» TEXTAUSZUG:
'''

Als wäre diese Debatte nicht schon bizarr genug, setzt die taz noch eins obendrauf. Hier wettert man dagegen, daß „weiße Frauen women of color sagen, wie sie mit ihren Körpern umzugehen haben.“
Heißt, wenn ich mir das richtig übersetze: Beyonce als „woman of colour“ gehört in die Sparte der Intersektionalität, ist also hinsichtlich ihres Diskriminierungspotentials zweifach behindert, sprich doppelsakrosankt: als dunkelhäutiger Mensch und als Frau. Im Diskriminierungsbereich gibt es eine strikte Hierarchie. Das Merkmal Frau ist schützenswert. Kommt Dunkelhäutigkeit hinzu, ist das bereits eine Art Eintrittskarte für die „Rote Liste“, noch stärker tabu für jede Kritik wären behinderte schwarze Frauen, deren Status wiederum getoppt würde von behinderten schwarzen Lesbierinnen.
Konkret: ein Mann sollte sich grundsätzlich mit Kritik an Frauen zurückhalten, und eine katholische, nichtbehinderte Frau soll niemals eine Handlung einer schwarzen Jüdin kritisieren. Es wird vertrackt: Was, wenn, eine weiße, transsexuelle Rollstuhlfahrerin sich von einer schwarzen, in einer Zwangsehe befindlichen Muslima gemobbt fühlt? Darf sie aufschreien?

'''

» ARBEITSAUFTRAG A:
Gib den Textauszug zur taz-Debatte wörtlich wieder, beginnend bei „Konkret: ein Mann“ und endend bei „Darf sie aufschreien?“.
» ARBEITSAUFTRAG B:
Welche Religionszugehörigkeiten werden im Textauszug genannt? Führe alle auf.

» BEREITGESTELLTES MATERIAL:
'''

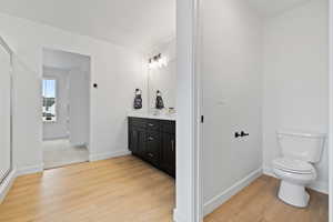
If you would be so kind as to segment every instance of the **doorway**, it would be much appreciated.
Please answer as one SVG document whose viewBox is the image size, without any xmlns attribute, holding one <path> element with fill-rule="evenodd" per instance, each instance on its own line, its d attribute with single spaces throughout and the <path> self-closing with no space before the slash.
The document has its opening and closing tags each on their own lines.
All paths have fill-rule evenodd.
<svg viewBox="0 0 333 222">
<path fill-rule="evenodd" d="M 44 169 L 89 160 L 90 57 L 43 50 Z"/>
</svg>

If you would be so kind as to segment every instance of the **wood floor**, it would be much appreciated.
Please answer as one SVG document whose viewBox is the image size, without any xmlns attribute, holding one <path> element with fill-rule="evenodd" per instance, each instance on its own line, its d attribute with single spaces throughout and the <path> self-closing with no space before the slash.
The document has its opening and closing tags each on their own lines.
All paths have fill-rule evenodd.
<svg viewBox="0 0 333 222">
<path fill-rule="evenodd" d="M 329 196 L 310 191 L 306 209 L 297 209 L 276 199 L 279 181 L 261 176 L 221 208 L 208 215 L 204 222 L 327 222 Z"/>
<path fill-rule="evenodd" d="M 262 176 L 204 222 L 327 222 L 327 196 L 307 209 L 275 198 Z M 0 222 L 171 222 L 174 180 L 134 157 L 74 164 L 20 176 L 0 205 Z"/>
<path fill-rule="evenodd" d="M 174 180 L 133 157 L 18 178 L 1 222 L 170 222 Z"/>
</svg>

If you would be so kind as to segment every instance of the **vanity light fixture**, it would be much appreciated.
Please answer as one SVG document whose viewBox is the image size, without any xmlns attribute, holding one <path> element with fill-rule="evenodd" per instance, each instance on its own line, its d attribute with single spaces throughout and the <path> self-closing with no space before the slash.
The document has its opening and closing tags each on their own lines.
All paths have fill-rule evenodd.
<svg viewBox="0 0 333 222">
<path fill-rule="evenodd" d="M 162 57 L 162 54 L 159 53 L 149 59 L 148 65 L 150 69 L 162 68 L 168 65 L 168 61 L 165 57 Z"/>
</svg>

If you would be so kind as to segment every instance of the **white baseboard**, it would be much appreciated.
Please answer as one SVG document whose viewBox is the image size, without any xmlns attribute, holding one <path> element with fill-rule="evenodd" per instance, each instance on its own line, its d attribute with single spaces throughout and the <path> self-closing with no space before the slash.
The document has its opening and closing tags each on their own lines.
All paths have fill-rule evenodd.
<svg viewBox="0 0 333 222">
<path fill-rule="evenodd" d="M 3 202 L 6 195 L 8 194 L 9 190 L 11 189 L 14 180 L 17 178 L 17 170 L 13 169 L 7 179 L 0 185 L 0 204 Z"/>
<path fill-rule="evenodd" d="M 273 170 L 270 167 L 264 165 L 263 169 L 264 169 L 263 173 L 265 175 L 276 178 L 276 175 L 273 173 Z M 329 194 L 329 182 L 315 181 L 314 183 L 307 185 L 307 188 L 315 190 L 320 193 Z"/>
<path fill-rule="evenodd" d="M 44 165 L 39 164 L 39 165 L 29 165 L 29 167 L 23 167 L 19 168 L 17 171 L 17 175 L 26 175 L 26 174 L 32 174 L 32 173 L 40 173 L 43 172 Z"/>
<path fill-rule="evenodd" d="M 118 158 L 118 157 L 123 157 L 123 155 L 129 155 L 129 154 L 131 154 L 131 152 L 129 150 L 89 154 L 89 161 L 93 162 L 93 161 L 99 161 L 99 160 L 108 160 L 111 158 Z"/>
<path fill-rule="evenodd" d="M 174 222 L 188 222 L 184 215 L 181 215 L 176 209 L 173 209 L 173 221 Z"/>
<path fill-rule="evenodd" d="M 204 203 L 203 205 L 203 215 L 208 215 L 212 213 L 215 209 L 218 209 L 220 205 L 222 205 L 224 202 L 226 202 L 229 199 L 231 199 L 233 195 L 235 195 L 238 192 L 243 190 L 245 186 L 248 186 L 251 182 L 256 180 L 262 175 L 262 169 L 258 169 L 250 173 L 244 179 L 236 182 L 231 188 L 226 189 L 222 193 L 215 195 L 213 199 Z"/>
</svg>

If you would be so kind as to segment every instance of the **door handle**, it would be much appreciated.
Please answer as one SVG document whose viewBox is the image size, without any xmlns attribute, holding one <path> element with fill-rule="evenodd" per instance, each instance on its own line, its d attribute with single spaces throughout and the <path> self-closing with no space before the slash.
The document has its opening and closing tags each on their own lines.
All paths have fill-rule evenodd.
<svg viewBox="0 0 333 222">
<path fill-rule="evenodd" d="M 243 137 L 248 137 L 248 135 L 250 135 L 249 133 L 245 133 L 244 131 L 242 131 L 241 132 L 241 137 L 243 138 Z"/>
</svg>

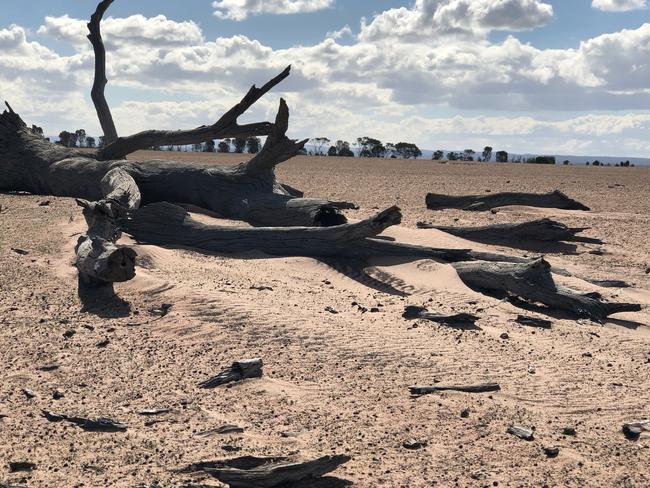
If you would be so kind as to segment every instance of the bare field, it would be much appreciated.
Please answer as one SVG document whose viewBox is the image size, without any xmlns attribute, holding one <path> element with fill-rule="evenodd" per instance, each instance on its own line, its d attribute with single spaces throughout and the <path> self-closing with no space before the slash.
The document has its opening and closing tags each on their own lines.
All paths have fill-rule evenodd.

'''

» ANTWORT A:
Konkret: ein Mann sollte sich grundsätzlich mit Kritik an Frauen zurückhalten, und eine katholische, nichtbehinderte Frau soll niemals eine Handlung einer schwarzen Jüdin kritisieren. Es wird vertrackt: Was, wenn, eine weiße, transsexuelle Rollstuhlfahrerin sich von einer schwarzen, in einer Zwangsehe befindlichen Muslima gemobbt fühlt? Darf sie aufschreien?

» ANTWORT B:
- katholisch („eine katholische, nichtbehinderte Frau“)
- jüdisch („einer schwarzen Jüdin“)
- muslimisch („Muslima“)